Start of SUPPLIED ENTRIES

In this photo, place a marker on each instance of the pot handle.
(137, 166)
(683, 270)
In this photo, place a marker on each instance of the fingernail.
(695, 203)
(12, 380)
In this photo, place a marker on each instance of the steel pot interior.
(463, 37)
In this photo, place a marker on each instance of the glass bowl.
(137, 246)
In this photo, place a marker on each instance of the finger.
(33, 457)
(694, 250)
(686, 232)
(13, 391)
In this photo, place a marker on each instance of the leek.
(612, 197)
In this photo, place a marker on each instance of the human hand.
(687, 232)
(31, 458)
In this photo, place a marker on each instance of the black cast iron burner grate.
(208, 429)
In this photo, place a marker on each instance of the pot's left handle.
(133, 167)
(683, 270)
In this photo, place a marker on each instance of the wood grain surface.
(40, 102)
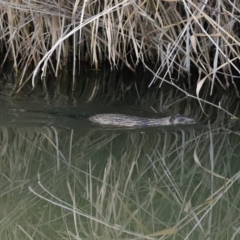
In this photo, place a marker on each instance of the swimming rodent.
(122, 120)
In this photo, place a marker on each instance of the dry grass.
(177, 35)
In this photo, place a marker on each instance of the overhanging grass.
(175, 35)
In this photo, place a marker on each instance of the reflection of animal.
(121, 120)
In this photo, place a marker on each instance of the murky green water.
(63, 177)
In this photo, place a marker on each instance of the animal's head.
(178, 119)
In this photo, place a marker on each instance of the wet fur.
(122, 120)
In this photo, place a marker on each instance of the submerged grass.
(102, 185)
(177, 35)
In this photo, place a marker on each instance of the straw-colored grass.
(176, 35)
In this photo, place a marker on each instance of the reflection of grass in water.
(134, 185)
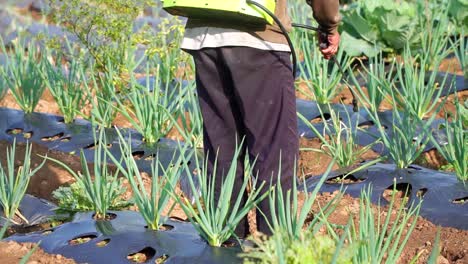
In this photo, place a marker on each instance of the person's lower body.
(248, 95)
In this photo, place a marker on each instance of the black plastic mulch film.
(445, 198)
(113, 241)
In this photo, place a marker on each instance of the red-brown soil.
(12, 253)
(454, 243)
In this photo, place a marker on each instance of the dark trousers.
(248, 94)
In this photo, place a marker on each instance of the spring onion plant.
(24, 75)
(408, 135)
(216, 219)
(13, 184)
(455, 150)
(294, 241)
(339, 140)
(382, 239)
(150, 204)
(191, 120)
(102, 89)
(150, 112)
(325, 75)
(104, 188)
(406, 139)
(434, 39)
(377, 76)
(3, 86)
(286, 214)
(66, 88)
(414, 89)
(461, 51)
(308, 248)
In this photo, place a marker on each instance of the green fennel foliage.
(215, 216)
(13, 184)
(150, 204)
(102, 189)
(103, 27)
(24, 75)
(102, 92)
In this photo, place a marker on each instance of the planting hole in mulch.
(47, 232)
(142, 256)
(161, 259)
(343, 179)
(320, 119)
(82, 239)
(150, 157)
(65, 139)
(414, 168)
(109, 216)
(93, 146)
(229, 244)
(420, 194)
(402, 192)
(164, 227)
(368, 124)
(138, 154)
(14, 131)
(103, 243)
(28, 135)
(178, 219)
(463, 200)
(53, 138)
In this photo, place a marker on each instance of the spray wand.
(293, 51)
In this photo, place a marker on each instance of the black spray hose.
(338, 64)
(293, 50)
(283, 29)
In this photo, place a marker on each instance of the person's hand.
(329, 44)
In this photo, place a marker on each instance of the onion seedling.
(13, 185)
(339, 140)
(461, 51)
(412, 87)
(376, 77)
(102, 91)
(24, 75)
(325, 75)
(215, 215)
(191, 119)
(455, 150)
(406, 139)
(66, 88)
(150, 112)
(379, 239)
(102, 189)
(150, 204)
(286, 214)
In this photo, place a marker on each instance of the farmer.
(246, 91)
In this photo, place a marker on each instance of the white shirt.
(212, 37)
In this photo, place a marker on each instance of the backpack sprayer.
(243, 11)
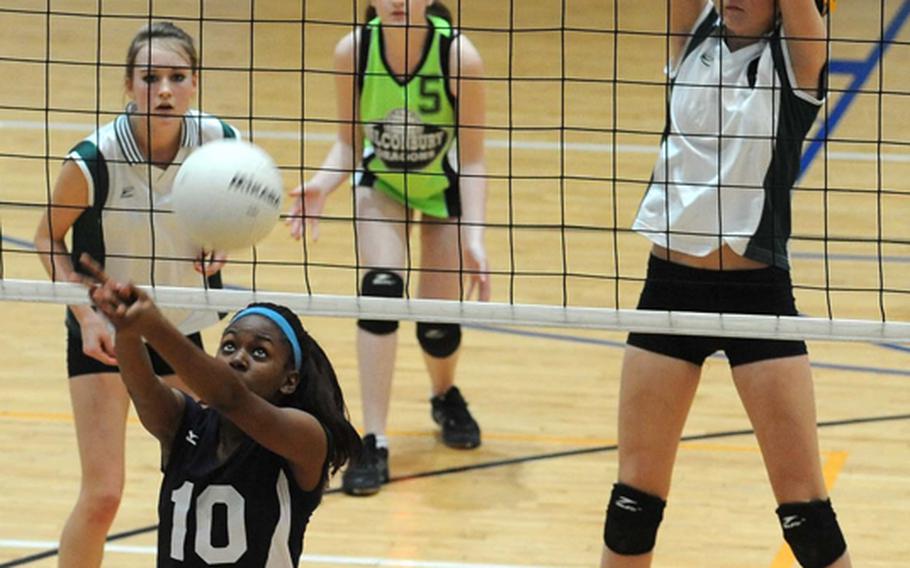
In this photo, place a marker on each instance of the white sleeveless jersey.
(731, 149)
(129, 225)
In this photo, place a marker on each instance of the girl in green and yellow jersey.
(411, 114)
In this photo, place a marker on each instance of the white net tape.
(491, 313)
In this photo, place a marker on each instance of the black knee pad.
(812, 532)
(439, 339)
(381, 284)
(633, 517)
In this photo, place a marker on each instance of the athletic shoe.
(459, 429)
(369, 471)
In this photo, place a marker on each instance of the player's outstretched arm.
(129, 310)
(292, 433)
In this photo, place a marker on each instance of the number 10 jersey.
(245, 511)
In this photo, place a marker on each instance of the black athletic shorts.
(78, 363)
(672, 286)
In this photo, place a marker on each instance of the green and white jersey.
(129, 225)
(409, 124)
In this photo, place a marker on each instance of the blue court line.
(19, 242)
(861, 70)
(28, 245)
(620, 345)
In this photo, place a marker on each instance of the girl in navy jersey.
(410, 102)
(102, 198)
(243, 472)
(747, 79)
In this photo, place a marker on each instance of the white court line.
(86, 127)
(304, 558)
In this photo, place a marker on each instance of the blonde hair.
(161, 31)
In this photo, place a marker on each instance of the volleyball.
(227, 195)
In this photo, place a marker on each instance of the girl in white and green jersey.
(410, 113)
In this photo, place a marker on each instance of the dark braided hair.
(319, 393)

End of SUPPLIED ENTRIES
Start of SUPPLIED ENTRIES

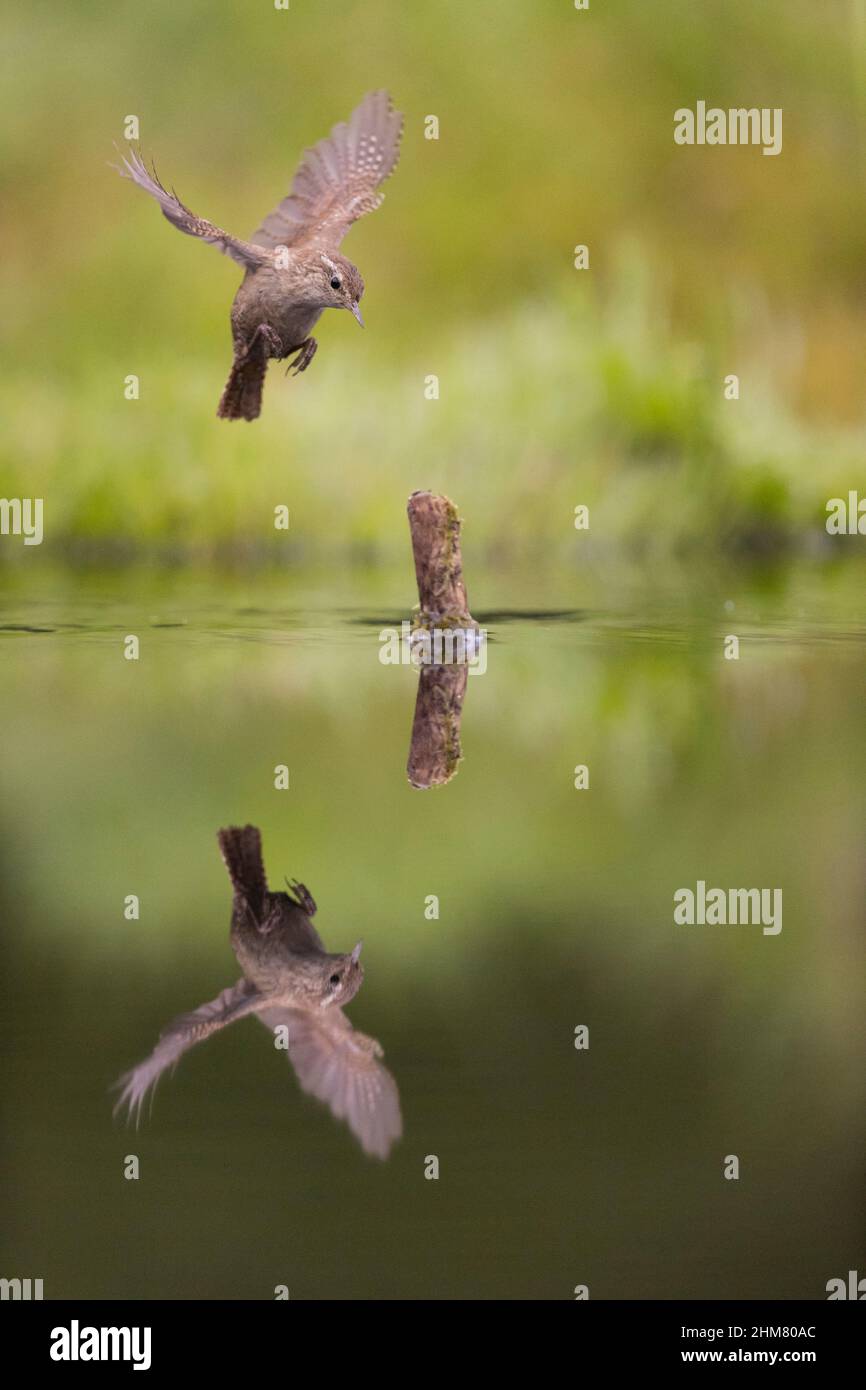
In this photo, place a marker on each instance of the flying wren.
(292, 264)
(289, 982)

End of SUPPLIED ENTRIES

## AIM OF THE EXERCISE
Please count how many lines in the data above contain the string "person". Reply with the number alone.

## WORKED ANSWER
2